> _Provided entries_:
══════════
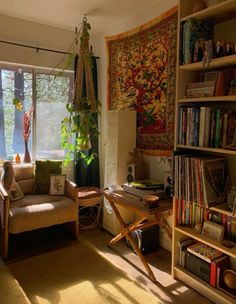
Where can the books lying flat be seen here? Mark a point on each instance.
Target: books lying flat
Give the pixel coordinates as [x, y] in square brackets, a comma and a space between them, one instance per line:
[204, 252]
[147, 184]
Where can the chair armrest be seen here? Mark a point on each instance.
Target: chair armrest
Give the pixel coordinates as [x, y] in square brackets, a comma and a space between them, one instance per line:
[71, 190]
[4, 207]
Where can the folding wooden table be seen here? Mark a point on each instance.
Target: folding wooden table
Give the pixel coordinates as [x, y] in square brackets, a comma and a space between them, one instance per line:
[148, 218]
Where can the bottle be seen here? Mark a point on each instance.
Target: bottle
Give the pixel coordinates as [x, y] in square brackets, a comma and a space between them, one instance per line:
[17, 159]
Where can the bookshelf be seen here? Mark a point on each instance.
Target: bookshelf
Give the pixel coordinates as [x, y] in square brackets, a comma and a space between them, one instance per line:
[222, 16]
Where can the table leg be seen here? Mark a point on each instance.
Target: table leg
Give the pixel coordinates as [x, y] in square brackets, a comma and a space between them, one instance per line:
[163, 223]
[125, 230]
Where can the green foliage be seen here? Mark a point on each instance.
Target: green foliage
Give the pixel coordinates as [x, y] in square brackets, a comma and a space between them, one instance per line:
[77, 129]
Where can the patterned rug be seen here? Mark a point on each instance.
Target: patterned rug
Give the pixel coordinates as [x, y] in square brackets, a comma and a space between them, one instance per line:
[141, 76]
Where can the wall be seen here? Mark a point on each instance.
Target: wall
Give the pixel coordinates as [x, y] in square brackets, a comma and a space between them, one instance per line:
[156, 169]
[35, 34]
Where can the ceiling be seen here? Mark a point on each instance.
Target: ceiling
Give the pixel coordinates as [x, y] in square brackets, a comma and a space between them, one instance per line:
[68, 14]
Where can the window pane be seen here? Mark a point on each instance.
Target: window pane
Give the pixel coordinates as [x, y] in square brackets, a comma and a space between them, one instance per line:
[53, 92]
[14, 84]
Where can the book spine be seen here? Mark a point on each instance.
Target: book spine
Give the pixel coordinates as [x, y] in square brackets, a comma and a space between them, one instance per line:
[207, 127]
[202, 126]
[203, 84]
[218, 129]
[199, 255]
[212, 128]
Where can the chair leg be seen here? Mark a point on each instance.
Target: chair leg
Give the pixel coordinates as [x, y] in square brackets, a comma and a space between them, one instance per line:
[74, 227]
[5, 244]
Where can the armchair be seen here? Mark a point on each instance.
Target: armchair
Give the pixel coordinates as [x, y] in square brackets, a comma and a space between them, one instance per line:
══════════
> _Instruction_:
The records above are to be reproduced exactly; the pictures are to be left out.

> _Task answer_:
Where can the books lying flat be seen here? Mark a point on each instance.
Target: books lying flat
Give the pixel coordinates as [x, y] in square brackets, a comma and a space between them, one instance per line:
[204, 252]
[147, 184]
Where can the chair armrest be seen here? Mark a point on each instance.
Target: chair armrest
Give the pixel coordinates as [x, y] in square brackets, a comma and a space between them, one instance per line:
[71, 190]
[4, 207]
Where can the folding wooden table be seen here? Mark a point on each instance.
Target: folding wooden table
Give the pixel coordinates as [x, y] in square brackets, a comma and a space between them, one instance per line:
[148, 218]
Where can the bottle be seen here? Mark a point on each instance.
Target: bottle
Give the pixel coordinates as [x, y] in square brackets, a comma and a space between them, one instance per line:
[17, 159]
Where can the bookshelf be seen here? Mark a point on each instance.
Target: bookshelf
Give the pixel coordinates as [x, y] in square brackets, a comma and a space between them, one instance per line:
[222, 16]
Where can the table leg be seen here? Mark a point on each instance.
Target: table leg
Give the pixel coordinates as [x, y] in square brackets, a comma and a space between them, one instance per line:
[163, 223]
[125, 230]
Where can the green foliage be seen here? Mark a point on each instance.
Target: green foliage
Give the pixel coordinates as [x, y] in square brackets, a comma and a space between them, one instance per line:
[77, 129]
Where can the patterned rug be seen here? Mark a point on each instance.
Target: patterned rug
Give the pixel coordinates as [x, y] in square brackets, a comma and a space between them, one instance per line:
[141, 76]
Where can the wall be seen here? Mark a point on each instance.
Target: wall
Give the pixel coordinates as [x, y] in square brackets, a comma and a space between them, one instance per line:
[156, 169]
[35, 34]
Where can the ceiling be seen here? Mark a point on each instance.
Target: ceiling
Give the pixel coordinates as [x, y] in square brackets, a comma and a space between them, one instance per line:
[68, 14]
Where can the window pane be seen here? Mark a point on each instance.
Target: window pane
Give the pixel coordinates as [x, y] in square brackets, a comma and a space between them, one instance per line:
[53, 92]
[14, 84]
Where can the book spine be seen here? Mark a point on each instance.
Target: book spine
Give the pixel coordinates as [x, y] in square brackets, a comma and a space between them, one instance per line:
[207, 127]
[202, 126]
[203, 84]
[218, 129]
[199, 255]
[212, 128]
Where can the chair leg be seen here? Mark a point on each instance.
Target: chair leg
Give the pixel coordinates as [x, y] in square brackets, a comma and a space between them, one instance per line:
[74, 227]
[5, 244]
Where can the armchair be seen here? Mark a point on each instance.
Target: armchair
Give the pixel coordinates as [x, y] in square brackets, a comma and a space between them, one instance per line:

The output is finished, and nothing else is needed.